Records for the task =>
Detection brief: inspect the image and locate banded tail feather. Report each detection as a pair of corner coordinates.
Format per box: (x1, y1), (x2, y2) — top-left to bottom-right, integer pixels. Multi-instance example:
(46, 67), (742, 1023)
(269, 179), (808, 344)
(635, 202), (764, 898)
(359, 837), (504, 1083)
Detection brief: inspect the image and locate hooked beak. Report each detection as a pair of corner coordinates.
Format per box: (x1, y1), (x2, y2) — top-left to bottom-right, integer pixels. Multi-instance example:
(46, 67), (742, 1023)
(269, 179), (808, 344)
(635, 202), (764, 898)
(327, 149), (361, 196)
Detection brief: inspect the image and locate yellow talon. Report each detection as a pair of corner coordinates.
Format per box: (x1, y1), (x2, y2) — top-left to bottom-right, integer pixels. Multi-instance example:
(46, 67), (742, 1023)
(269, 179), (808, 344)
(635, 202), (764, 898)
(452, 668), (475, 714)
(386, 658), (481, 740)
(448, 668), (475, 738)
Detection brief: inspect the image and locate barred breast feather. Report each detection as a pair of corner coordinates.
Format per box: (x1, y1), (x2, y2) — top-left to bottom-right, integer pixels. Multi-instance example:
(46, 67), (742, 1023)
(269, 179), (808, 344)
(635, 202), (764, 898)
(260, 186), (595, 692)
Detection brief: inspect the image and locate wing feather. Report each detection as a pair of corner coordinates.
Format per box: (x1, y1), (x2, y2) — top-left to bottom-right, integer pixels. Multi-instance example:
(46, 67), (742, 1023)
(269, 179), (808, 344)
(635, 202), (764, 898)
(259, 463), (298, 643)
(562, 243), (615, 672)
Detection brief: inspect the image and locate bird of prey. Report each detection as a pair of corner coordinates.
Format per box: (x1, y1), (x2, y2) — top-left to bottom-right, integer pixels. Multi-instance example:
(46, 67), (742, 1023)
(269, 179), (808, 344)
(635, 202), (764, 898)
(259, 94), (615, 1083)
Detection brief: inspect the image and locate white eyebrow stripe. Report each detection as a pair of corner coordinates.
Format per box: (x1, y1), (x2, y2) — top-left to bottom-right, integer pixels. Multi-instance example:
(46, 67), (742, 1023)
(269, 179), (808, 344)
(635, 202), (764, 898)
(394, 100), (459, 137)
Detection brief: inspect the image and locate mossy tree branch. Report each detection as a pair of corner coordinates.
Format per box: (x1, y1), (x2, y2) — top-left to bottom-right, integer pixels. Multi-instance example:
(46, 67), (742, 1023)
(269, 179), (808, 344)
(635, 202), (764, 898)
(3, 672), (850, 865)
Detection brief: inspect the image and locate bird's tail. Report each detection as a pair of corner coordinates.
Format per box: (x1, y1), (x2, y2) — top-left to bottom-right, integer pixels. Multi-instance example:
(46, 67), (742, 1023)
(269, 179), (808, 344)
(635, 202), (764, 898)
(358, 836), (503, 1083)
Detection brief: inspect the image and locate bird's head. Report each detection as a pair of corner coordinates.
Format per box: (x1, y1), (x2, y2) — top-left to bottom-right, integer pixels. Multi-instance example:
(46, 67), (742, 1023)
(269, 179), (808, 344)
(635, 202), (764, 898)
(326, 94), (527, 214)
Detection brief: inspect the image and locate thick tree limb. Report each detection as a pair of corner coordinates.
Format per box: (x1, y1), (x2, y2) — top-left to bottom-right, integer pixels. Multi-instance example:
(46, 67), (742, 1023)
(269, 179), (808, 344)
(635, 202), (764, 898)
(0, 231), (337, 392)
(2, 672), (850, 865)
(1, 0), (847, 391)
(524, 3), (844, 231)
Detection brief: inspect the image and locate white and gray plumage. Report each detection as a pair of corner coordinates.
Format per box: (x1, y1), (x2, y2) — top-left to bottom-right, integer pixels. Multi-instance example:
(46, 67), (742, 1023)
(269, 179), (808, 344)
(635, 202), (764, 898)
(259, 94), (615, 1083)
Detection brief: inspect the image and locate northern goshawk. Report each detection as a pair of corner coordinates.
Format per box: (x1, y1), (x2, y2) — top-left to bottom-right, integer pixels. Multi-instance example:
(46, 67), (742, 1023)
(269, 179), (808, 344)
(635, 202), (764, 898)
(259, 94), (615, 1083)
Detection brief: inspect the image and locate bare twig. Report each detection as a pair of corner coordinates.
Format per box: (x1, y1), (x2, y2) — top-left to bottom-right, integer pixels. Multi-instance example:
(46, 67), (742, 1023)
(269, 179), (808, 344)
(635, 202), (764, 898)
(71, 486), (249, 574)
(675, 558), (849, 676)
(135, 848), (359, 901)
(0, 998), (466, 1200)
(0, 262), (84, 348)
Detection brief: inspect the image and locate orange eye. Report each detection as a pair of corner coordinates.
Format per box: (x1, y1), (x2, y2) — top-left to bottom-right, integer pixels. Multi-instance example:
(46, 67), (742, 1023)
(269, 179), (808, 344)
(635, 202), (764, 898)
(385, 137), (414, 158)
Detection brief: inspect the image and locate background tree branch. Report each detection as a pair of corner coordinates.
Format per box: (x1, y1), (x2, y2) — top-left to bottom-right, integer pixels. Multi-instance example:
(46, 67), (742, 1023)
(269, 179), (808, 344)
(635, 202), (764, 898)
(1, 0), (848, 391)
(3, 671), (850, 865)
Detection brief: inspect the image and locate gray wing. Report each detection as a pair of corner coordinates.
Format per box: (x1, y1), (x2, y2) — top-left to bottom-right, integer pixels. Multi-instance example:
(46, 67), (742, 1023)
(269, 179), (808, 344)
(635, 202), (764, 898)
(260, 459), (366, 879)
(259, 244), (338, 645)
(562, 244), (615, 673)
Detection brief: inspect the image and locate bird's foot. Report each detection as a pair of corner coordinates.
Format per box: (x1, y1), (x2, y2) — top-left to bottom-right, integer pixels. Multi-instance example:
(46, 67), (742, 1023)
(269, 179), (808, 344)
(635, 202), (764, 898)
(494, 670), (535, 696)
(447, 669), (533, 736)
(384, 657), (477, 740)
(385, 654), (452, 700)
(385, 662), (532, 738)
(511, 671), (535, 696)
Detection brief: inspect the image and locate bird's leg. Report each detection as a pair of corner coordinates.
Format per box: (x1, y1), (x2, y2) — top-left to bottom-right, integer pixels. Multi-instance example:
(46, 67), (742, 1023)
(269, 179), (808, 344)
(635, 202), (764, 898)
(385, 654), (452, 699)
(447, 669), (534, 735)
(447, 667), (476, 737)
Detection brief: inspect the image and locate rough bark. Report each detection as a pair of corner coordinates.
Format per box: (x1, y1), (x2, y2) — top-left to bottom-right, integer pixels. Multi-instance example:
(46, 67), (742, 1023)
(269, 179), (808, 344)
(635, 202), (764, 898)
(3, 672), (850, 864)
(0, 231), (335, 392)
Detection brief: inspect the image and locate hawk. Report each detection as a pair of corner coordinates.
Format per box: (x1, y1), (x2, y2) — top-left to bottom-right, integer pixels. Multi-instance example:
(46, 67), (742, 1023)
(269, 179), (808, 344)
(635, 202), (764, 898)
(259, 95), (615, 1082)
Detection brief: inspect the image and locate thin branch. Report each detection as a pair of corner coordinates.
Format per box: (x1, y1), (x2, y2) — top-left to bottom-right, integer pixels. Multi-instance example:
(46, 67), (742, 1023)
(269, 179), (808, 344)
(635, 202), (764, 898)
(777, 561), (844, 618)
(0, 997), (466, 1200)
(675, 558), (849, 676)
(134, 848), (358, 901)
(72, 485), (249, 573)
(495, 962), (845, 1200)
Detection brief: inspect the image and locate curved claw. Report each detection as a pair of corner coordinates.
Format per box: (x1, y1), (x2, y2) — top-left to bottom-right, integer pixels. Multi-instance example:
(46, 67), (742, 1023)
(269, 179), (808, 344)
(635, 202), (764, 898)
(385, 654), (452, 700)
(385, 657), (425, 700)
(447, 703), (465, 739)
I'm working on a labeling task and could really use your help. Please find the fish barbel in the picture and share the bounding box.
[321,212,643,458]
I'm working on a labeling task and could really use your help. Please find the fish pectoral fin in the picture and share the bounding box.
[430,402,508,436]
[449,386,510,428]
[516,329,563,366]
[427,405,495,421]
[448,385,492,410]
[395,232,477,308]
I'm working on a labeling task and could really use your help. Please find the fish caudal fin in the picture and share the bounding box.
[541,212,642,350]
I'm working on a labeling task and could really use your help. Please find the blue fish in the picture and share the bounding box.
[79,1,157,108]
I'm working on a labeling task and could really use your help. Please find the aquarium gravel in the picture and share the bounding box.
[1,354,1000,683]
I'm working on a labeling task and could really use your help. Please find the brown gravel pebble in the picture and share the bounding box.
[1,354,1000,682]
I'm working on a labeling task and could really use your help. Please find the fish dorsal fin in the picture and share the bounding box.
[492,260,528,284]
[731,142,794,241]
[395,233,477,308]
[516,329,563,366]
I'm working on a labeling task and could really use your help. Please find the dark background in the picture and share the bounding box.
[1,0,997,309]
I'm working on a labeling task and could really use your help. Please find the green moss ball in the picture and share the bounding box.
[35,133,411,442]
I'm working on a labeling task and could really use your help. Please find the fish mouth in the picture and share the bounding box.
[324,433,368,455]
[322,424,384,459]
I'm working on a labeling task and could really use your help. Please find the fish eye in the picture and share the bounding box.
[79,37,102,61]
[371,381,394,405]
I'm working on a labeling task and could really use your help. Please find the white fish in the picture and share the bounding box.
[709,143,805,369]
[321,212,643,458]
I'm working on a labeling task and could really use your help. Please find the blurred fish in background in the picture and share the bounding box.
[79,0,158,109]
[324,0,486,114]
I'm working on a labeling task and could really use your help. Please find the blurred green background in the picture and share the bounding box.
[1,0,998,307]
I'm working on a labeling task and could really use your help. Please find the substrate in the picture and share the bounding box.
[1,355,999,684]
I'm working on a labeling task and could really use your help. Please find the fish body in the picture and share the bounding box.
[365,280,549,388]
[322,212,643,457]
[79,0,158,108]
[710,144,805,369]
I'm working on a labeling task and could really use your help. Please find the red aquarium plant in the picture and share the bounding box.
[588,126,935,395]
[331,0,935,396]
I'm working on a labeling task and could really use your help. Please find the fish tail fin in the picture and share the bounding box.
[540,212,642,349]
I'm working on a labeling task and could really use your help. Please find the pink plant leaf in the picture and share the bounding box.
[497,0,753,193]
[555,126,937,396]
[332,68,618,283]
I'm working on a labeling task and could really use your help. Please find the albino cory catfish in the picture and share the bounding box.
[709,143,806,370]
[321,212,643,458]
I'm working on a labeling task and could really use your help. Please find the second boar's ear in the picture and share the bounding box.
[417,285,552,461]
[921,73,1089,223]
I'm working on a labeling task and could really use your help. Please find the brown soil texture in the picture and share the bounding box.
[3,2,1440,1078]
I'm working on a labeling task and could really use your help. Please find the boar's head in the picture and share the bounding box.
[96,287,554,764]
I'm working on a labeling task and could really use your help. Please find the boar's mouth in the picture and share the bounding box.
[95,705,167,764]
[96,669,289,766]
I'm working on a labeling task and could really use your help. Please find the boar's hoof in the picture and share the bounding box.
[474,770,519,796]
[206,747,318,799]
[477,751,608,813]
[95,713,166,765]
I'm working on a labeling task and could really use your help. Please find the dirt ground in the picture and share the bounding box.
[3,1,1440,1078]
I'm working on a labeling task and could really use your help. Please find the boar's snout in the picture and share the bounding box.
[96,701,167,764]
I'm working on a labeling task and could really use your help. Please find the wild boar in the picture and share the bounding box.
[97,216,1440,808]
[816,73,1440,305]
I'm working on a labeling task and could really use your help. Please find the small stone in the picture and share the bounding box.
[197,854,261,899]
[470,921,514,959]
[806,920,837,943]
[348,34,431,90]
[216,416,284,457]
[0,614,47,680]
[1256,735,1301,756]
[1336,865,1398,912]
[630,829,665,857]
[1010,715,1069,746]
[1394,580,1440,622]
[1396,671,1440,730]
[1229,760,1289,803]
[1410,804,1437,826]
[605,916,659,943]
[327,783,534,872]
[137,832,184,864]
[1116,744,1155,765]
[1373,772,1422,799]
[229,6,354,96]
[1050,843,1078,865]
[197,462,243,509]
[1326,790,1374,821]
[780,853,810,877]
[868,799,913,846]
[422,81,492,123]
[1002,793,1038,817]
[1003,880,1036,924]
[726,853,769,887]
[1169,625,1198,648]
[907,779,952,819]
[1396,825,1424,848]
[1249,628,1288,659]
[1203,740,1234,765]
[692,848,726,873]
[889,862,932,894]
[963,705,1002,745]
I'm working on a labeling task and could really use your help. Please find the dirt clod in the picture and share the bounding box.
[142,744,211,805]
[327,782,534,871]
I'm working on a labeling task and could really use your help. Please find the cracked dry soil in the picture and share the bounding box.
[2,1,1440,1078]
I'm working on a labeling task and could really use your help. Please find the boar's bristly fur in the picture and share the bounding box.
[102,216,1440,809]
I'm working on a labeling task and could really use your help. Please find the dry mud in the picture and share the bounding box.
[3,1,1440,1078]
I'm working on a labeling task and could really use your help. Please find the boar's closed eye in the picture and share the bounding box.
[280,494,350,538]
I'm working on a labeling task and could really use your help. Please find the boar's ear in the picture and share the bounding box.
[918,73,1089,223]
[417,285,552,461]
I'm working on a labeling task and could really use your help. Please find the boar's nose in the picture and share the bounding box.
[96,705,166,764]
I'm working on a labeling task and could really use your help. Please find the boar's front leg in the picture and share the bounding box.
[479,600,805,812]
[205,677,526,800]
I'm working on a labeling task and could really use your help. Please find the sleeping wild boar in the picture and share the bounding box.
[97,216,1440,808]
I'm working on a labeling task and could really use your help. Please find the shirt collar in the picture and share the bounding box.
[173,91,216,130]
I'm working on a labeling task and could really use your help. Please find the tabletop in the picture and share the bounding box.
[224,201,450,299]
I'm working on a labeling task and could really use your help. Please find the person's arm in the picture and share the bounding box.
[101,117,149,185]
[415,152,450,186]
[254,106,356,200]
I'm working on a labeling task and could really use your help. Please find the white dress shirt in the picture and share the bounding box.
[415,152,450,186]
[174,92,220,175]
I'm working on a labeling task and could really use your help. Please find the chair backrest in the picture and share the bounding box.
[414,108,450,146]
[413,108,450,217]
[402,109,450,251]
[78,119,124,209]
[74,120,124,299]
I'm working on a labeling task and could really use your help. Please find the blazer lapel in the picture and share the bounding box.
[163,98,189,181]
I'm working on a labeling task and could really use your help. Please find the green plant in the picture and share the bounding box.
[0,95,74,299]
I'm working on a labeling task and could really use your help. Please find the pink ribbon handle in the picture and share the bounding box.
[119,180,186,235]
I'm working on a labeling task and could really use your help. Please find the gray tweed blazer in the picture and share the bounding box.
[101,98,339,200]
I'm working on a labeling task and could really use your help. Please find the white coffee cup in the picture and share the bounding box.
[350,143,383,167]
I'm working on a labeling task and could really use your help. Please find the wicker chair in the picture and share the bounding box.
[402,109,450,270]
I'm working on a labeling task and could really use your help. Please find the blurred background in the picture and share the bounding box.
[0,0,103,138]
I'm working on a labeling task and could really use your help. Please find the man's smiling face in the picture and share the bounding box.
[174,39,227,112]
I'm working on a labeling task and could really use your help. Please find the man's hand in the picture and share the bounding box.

Task goal => Report the lines above that have the word "bird" in them.

Written answer =>
Detection brief: inspect the image and locate bird of prey. Report each detection as a pair of corner coordinates.
Detection brief: inspect the image and locate bird's tail. Report each detection as a pair of corner coordinates.
Detection brief: inspect the image and locate bird's head. Report each detection as a pair of corner coordinates.
Detection brief: inspect the image and locate bird's foot. Report each detection as a pair of corner coordinates.
Detection brief: inspect the image and locate bird's leg. Report each detection as a pair of corner coordinates.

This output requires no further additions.